A run of records

====

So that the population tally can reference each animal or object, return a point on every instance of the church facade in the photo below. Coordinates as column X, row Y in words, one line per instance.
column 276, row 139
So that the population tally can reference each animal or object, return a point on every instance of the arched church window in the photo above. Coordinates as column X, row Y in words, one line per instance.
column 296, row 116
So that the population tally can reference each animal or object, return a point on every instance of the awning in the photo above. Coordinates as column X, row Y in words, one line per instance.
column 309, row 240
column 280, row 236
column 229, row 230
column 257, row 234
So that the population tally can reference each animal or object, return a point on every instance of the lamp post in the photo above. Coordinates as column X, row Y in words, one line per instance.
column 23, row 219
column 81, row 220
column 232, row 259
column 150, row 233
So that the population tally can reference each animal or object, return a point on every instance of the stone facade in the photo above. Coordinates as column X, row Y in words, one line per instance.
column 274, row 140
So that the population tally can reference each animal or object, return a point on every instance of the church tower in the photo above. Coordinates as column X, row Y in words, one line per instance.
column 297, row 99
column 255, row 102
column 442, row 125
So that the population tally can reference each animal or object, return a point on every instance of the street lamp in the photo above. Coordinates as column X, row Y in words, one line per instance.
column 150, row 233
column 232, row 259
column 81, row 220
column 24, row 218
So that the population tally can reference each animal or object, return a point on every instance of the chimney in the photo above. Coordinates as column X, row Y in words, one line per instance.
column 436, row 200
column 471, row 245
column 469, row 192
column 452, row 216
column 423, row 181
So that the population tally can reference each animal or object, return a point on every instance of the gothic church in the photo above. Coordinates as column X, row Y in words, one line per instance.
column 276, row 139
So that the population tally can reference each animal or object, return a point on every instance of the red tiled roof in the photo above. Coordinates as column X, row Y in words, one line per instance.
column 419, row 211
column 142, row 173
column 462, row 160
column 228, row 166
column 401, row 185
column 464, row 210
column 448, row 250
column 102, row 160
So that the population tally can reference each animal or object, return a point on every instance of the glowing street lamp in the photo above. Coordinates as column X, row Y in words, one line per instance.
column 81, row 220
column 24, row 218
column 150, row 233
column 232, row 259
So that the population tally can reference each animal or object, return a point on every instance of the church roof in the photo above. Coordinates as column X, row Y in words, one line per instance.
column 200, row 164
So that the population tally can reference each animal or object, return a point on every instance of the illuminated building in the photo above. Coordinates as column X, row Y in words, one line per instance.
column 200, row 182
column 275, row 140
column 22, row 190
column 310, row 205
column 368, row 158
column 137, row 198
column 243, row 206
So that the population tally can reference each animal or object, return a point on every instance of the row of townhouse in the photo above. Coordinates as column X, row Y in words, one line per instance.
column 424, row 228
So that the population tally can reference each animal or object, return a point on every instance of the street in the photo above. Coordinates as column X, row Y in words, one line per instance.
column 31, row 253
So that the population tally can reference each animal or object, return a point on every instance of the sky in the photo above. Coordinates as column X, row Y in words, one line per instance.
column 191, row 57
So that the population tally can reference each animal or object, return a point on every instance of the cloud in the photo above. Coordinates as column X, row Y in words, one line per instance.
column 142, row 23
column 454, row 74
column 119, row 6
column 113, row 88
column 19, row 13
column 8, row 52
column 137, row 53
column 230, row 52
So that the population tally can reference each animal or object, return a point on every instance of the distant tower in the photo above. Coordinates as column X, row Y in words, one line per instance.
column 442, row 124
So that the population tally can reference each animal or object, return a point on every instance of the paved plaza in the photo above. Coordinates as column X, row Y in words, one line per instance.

====

Exercise brief: Please copy the data word for word, starting at the line that contains "of the cloud" and ending with the final line of the data, both included.

Correct output:
So that the population tally can reference each animal or object, return a point on every instance of the cloud in the photo above. Coordinates as column X, row Y in words, one line per instance.
column 142, row 23
column 454, row 74
column 119, row 6
column 113, row 88
column 19, row 13
column 8, row 52
column 137, row 53
column 230, row 52
So that the population tally can reference each animal or object, return a point on every instance of the distant tower in the photo above. Coordinates as column X, row Y in words, one line per instance.
column 442, row 124
So that the population tally can reference each animal or object, return a point on every instance of the paved plaza in the photo above. Coordinates as column X, row Y in words, one line per instance.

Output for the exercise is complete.